- Extracted text:
......
# Stem/Bar/Steerer (?) Upgrade options on a Giant TCR advanced



## HammerIt (Dec 17, 2017)

Trying to learn more about my TCR advanced disc 1. https://www.giant-bicycles.com/au/tcr-advanced-1-disc and possibly upgrades


It appears that the fork itself is carbon, but the steerer is not. Essentially to change this, I'd have to buy a new fork. Is that worth doing? Just curious what the benefits would be there.

The main upgrade I am thinking about is getting an integrated handelbar so I can clean up the front end a little. https://brandscycle.com/product/gia...gj8XDsQHSOihJer3jzyjgvGvuRKUAeh0aAo89EALw_wcB

Not an immediate decision, but I'd like to learn a little more about what I need to know if I purchased it. I need to be certain on stem length, I know that. Any other things to think about when changing stem and bars or is something I can do myself? I'd like to be able to hide the cables more and I am thinking that maybe my LBS would probably have to assist there.


----------



## cxwrench (Nov 9, 2004)

The ONLY advantage to a fork w/ a carbon steerer is lower weight. 

If you get an integrated bar/stem just understand that you won't be able to adjust bar angle at all. It is what it is...if it works for you, great. You not only need to be certain of stem length you have to understand how bar reach will affect your decision. And yes...your shop will most likely have to help or at least show you how to do it. Bars w/ internal routing can be a total *****.


----------



## HammerIt (Dec 17, 2017)

cxwrench said:


> The ONLY advantage to a fork w/ a carbon steerer is lower weight.
> 
> If you get an integrated bar/stem just understand that you won't be able to adjust bar angle at all. It is what it is...if it works for you, great. You not only need to be certain of stem length you have to understand how bar reach will affect your decision. And yes...your shop will most likely have to help or at least show you how to do it. Bars w/ internal routing can be a total *****.
......
[Position annotation records]
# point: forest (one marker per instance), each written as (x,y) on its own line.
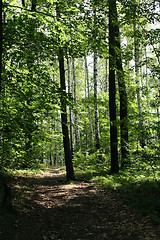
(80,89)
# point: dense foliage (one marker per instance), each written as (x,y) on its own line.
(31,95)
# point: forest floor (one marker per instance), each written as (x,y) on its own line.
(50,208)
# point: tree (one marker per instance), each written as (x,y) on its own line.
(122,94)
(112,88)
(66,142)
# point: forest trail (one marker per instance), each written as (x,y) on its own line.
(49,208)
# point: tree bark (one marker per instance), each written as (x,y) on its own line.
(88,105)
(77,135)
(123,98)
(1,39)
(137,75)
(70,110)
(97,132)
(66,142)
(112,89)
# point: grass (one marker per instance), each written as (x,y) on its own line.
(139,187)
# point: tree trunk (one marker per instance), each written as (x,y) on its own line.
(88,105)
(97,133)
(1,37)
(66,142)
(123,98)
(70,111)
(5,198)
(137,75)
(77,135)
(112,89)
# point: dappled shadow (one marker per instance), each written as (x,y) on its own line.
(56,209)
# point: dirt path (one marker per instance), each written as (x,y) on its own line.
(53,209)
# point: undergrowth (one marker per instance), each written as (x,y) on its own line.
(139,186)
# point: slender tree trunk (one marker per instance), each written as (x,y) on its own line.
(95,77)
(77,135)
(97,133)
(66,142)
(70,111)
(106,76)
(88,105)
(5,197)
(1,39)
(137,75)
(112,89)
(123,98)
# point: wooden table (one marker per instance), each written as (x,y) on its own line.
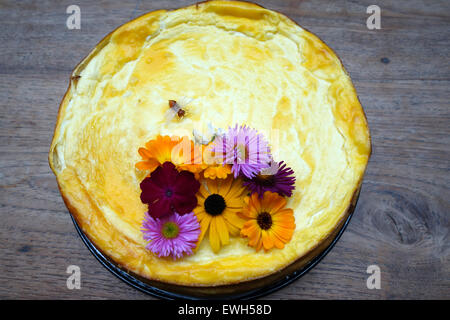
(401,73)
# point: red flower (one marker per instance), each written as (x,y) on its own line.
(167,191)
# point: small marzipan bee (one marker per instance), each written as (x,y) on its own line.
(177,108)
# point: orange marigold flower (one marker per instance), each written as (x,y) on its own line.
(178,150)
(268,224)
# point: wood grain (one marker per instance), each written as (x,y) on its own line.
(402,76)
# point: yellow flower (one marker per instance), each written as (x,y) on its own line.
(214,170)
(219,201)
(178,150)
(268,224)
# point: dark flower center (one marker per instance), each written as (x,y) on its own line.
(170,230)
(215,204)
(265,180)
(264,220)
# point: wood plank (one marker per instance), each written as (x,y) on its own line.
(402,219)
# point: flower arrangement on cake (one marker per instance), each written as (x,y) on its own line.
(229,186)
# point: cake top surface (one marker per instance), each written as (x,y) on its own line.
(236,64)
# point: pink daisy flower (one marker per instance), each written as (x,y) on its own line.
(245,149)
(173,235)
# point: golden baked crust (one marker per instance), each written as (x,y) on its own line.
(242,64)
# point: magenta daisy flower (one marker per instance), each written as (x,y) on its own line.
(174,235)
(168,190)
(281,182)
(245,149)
......
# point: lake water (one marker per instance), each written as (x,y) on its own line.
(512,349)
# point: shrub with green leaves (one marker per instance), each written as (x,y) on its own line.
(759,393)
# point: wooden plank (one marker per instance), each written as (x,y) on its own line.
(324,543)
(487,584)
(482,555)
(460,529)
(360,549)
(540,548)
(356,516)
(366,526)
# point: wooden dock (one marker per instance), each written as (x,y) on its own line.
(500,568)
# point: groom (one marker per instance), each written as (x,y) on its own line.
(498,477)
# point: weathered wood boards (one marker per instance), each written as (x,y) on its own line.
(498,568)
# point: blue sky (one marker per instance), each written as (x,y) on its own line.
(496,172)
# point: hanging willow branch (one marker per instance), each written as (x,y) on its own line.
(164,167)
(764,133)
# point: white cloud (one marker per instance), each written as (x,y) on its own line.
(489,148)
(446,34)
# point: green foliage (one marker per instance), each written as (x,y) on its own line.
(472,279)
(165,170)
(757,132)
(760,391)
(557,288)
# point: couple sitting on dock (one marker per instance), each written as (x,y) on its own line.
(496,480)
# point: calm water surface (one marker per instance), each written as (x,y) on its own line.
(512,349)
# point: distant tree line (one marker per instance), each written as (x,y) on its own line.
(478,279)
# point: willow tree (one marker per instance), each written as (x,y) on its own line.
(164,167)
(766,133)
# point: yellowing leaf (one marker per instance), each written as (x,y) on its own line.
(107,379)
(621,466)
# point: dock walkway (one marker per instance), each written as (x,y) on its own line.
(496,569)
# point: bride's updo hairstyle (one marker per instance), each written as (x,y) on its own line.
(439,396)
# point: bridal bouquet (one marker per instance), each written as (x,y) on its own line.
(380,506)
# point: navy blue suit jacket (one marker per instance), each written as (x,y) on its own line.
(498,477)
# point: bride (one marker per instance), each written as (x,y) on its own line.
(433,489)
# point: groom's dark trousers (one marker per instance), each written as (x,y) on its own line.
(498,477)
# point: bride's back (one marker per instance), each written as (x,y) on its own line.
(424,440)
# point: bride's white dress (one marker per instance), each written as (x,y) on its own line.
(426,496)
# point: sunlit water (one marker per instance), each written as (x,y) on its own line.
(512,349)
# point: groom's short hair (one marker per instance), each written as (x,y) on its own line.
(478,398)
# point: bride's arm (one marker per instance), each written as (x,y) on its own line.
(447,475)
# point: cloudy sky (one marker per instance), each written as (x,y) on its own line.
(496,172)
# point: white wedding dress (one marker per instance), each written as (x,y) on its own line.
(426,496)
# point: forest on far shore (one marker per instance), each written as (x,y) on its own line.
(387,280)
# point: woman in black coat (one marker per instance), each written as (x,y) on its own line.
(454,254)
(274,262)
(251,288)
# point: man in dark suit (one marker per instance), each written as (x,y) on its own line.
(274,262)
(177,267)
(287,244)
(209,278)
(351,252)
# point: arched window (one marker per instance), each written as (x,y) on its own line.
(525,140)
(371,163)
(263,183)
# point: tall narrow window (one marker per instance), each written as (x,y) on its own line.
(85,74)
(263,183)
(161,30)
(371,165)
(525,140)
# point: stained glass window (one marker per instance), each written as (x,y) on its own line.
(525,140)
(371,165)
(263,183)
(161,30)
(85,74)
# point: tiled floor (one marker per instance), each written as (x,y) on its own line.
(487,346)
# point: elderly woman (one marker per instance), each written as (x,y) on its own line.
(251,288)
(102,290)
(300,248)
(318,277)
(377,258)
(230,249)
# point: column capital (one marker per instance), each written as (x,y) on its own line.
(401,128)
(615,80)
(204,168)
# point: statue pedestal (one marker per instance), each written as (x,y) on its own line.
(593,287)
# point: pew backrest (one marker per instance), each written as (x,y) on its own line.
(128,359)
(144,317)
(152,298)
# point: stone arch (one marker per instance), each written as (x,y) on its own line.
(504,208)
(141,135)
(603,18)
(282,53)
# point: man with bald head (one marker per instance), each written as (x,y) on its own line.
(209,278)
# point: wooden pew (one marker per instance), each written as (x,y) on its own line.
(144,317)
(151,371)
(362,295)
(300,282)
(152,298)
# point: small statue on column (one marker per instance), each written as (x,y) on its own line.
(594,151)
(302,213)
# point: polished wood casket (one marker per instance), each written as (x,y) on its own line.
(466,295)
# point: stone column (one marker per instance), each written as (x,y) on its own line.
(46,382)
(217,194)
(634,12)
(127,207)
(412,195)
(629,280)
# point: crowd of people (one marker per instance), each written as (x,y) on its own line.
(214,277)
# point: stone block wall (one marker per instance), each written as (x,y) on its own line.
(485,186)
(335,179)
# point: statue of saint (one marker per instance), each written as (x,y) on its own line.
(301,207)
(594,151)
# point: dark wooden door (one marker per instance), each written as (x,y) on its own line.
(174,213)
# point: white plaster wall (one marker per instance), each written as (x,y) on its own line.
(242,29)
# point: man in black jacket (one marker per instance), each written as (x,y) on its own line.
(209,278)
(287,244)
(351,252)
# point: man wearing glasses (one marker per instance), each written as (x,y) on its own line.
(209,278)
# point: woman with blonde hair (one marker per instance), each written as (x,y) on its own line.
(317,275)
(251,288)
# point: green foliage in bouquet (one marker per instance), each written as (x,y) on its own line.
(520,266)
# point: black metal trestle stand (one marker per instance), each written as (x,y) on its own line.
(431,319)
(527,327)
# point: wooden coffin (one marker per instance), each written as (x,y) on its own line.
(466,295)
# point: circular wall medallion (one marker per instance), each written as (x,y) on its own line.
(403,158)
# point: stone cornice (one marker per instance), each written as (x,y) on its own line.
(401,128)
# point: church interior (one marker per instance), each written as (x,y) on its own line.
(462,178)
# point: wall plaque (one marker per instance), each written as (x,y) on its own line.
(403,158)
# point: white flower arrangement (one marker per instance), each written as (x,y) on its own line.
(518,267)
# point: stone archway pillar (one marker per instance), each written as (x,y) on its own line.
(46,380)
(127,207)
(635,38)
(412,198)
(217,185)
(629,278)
......
- The problem:
Carry on the forum thread about stem and handlebar upgrades for a Giant TCR Advanced, picking up right after the final quoted reply.

- Task result:
Ok thanks. My plan is to get a fitting after riding this bike more. I currently have zero issues with the way the bike rides after logging 250 miles. I have the stem slammed and my seat height adjusted to the size from a prior fitting.

When I get the fitting, I can tell the LBS my plans and we can sort it from there in terms of bar reach. I have the stock 90mm stem now and it feels fine, if not a little twitchy.


----------



## fronesis (Jan 22, 2014)

1. I'd find out how much the current fork weighs, so you can figure out what kid of weight savings you are really looking at. I shopped the TCR disc 1 and was surprised/disappointed that they chose an aluminum steerer, but what I don't know is how heavy that fork is (which is all that matters here).

2. Just my opinion, but I would avoid the integreated stem/bars for reasons cxwrench mentions.

3. If you really want to upgrade this bike, I think you are looking in the wrong place. It's a great bike, but it's biggest limitation from new is those boat anchor wheels. And wheel upgrades make a REAL difference that you feel on every ride; I'd upgrade there before messing with forks or stem/bars.


----------



## HammerIt (Dec 17, 2017)

fronesis said:


> 1. I'd find out how much the current fork weighs, so you can figure out what kid of weight savings you are really looking at. I shopped the TCR disc 1 and was surprised/disappointed that they chose an aluminum steerer, but what I don't know is how heavy that fork is (which is all that matters here).
> 
> 2. Just my opinion, but I would avoid the integreated stem/bars for reasons cxwrench mentions.
> 
> 3. If you really want to upgrade this bike, I think you are looking in the wrong place. It's a great bike, but it's biggest limitation from new is those boat anchor wheels. And wheel upgrades make a REAL difference that you feel on every ride; I'd upgrade there before messing with forks or stem/bars.


Funny you say that. I just got a 1500 gram 50mm aero carbon wheel set coming. So I am there already in terms of wheels. I could tell immediately that they were much too heavy to do justice to the frame.

Really, I'd just like to get a cleaner look to the bars and maybe something a little more aero. I am still searching to find what the weight of the fork is. It's not an easy number to find.


----------



## Jay Strongbow (May 8, 2010)

HammerIt said:


> Ok thanks. My plan is to get a fitting after riding this bike more. I currently have zero issues with the way the bike rides after logging 250 miles. I have the stem slammed and my seat height adjusted to the size from a prior fitting.
> 
> When I get the fitting, I can tell the LBS my plans and we can sort it from there in terms of bar reach. I have the stock 90mm stem now and it feels fine, if not a little twitchy.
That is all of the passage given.